# Which is the cheapest ?



## DJMotorhomer (Apr 15, 2010)

Evenin All

Now starts the tentative plan for our Europe tour  

Can anybody tell us what, in general is the cheapest route to cross the Channel, as Dover, I believe can be expensive.

Thanks

Dave & Jan


----------



## Zebedee (Oct 3, 2007)

Dover to Dunkerque.

£54 return with the CC.

Don't know of a cheaper option unless you have a bunch of Tesco tokens for the tunnel.

Dave


----------



## lesanne (May 1, 2008)

Swim


----------



## DJMotorhomer (Apr 15, 2010)

lesanne said:


> Swim


If I had wanted a comedian I would have watched my Peter Kay dvd !!!! :roll:


----------



## Scattycat (Mar 29, 2011)

DFDS were doing some pretty good deals earlier in the year. They might be worth a try, the earlier you book ahead the cheaper the rate


----------



## DJMotorhomer (Apr 15, 2010)

Scattycat said:


> DFDS were doing some pretty good deals earlier in the year. They might be worth a try, the earlier you book ahead the cheaper the rate


£29 one way in September...thats amazing

cheers Scattycat 

Dave & Jan


----------



## DJMotorhomer (Apr 15, 2010)

STORED ROWS:
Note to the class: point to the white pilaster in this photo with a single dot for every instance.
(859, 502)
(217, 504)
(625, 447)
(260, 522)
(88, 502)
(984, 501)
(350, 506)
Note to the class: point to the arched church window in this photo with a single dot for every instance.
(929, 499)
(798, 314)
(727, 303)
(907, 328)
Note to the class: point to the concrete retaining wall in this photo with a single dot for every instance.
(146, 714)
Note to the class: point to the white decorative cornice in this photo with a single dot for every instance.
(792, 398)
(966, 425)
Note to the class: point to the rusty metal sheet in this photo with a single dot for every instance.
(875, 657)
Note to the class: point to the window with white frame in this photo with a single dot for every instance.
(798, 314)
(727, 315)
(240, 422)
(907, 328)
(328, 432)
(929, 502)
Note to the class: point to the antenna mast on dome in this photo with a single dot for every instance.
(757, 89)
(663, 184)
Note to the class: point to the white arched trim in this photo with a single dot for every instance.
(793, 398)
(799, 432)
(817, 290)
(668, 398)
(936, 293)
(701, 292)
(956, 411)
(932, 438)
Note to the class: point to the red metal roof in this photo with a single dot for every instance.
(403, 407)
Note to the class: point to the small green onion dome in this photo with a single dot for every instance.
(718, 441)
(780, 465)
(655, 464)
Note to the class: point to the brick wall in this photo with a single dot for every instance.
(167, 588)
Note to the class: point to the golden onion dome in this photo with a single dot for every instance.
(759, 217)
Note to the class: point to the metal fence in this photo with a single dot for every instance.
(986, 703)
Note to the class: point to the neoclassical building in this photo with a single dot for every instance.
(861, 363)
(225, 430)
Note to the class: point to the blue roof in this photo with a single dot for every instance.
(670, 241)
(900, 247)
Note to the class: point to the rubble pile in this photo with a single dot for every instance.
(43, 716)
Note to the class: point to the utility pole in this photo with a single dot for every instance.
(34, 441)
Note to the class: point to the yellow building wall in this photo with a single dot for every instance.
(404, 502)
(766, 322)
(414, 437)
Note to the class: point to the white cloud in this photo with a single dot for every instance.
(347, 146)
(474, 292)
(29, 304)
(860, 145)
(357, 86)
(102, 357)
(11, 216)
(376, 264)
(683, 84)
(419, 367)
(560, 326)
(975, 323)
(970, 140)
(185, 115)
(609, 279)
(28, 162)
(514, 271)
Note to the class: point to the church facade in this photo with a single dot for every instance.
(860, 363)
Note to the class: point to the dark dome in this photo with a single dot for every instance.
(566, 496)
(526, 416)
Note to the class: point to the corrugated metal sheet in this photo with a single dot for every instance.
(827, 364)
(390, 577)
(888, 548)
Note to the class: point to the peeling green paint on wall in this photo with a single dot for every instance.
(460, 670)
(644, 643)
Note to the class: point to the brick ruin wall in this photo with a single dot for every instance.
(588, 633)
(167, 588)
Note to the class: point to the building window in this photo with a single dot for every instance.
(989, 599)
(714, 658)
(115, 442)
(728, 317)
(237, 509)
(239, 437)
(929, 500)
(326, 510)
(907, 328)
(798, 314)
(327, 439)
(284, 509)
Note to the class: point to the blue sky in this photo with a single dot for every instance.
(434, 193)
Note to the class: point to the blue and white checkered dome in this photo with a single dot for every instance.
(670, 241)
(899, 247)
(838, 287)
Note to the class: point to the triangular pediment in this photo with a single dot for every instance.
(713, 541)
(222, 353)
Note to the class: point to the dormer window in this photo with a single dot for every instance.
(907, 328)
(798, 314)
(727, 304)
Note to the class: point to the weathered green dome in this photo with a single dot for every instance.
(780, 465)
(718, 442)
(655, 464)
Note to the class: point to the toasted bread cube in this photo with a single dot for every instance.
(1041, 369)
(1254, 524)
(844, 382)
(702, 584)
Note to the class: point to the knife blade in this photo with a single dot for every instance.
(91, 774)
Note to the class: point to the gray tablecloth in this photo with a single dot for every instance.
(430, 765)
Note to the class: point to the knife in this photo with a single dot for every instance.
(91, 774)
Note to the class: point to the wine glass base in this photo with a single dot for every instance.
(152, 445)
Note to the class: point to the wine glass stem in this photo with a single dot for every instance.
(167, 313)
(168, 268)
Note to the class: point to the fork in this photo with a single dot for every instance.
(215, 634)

WRITTEN INSTRUCTION: Copy out the whole Channel-crossing forum thread above, word for word and unchanged.

RESULT FOR THIS EXERCISE:
# Which is the cheapest ?



## DJMotorhomer (Apr 15, 2010)

Evenin All

Now starts the tentative plan for our Europe tour  

Can anybody tell us what, in general is the cheapest route to cross the Channel, as Dover, I believe can be expensive.

Thanks

Dave & Jan


----------



## Zebedee (Oct 3, 2007)

Dover to Dunkerque.

£54 return with the CC.

Don't know of a cheaper option unless you have a bunch of Tesco tokens for the tunnel.

Dave


----------



## lesanne (May 1, 2008)

Swim


----------



## DJMotorhomer (Apr 15, 2010)

lesanne said:


> Swim


If I had wanted a comedian I would have watched my Peter Kay dvd !!!! :roll:


----------



## Scattycat (Mar 29, 2011)

DFDS were doing some pretty good deals earlier in the year. They might be worth a try, the earlier you book ahead the cheaper the rate


----------



## DJMotorhomer (Apr 15, 2010)

Scattycat said:


> DFDS were doing some pretty good deals earlier in the year. They might be worth a try, the earlier you book ahead the cheaper the rate


£29 one way in September...thats amazing

cheers Scattycat 

Dave & Jan


----------



## DJMotorhomer (Apr 15, 2010)